What to produce - Recast the listing below as a JSON list of strings, one string per line, omitting any blank lines.

————————

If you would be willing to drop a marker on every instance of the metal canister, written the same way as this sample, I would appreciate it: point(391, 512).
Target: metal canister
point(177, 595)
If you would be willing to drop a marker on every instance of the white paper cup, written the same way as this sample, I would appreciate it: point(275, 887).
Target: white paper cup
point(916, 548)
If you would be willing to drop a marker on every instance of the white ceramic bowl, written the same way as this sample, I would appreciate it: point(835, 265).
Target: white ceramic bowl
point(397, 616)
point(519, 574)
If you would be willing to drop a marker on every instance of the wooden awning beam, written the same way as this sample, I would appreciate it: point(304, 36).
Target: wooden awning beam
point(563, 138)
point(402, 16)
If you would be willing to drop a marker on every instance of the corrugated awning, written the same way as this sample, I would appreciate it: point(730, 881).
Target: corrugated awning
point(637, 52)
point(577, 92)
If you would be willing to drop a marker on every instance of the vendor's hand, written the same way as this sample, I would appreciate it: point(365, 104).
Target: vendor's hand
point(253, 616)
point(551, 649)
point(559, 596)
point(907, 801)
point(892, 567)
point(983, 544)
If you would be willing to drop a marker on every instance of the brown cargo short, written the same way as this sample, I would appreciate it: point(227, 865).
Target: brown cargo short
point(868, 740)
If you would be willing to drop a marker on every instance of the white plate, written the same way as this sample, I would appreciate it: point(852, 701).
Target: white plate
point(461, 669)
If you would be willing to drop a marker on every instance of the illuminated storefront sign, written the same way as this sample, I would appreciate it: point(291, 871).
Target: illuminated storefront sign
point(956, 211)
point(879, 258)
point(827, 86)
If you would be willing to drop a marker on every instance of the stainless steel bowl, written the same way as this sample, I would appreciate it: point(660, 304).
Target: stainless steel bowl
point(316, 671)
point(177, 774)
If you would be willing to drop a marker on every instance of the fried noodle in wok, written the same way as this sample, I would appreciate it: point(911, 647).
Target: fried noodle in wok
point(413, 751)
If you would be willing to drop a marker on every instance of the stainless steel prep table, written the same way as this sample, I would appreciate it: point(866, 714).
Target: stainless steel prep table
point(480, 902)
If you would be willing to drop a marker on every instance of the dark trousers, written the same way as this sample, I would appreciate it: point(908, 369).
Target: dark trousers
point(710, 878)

————————

Result for this task -
[
  "If you would be willing to drop a marker on every instance of the metal canister, written the same way as this sample, I would appreciate it: point(391, 512).",
  "Target: metal canister",
  "point(177, 595)",
  "If you would be willing to drop a marker on every instance of the white paper cup, written the same way as this sample, I would appreciate it: point(275, 887).",
  "Target: white paper cup",
  "point(916, 548)",
  "If you would be willing to drop a marker on every instance of the white ceramic bowl, written the same way as this sample, I would appreciate it: point(835, 265).",
  "Target: white ceramic bowl",
  "point(397, 616)",
  "point(519, 574)",
  "If you would be willing to drop a marker on every instance of the wooden awning beam, written the same way as this sample, I would appreciate it: point(304, 36).",
  "Target: wooden awning beam",
  "point(563, 138)",
  "point(402, 16)",
  "If you would be willing to drop a marker on every instance of the corrugated awning, written the same way as this sample, I would appreciate it: point(730, 881).",
  "Target: corrugated awning",
  "point(637, 52)",
  "point(577, 92)",
  "If you would be willing to drop a marker on every instance of the vendor's hand, written the same way as this sample, I would appreciate it: point(365, 104).",
  "Target: vendor's hand",
  "point(253, 616)",
  "point(551, 649)",
  "point(559, 596)",
  "point(907, 801)",
  "point(892, 567)",
  "point(983, 544)",
  "If you would be willing to drop a marker on every instance of the brown cargo short, written the same way as this sample, I would appreciate it: point(227, 865).",
  "Target: brown cargo short",
  "point(868, 740)",
  "If you would be willing to drop a marker on every instance of the white plate, written the same way as this sample, I would appreciate it: point(852, 701).",
  "Target: white plate",
  "point(461, 669)",
  "If you would be willing to drop a marker on every instance of the illuminated storefront sign, written the same way as this sample, I would appreciate it: point(291, 871).",
  "Target: illuminated storefront sign",
  "point(956, 211)",
  "point(879, 258)",
  "point(827, 86)",
  "If you would be willing to drop a marker on every instance of the stainless steel bowl, written the same way as this sample, I would appreciate it: point(660, 304).",
  "Target: stainless steel bowl",
  "point(316, 671)",
  "point(177, 774)",
  "If you would be willing to drop a marker on every instance of the fried noodle in wok, written the same way as this sample, I would appreciate it: point(911, 647).",
  "Target: fried noodle in wok",
  "point(413, 751)",
  "If you would be willing to drop a marker on every instance of the stainless steel prep table, written the same way as this sample, I would appreciate it: point(866, 714).",
  "Target: stainless steel prep table",
  "point(480, 902)",
  "If you would be willing to drop a marker on every instance of the dark trousers, written the same way as this sample, I would appreciate it: point(908, 369).",
  "Target: dark trousers",
  "point(710, 878)"
]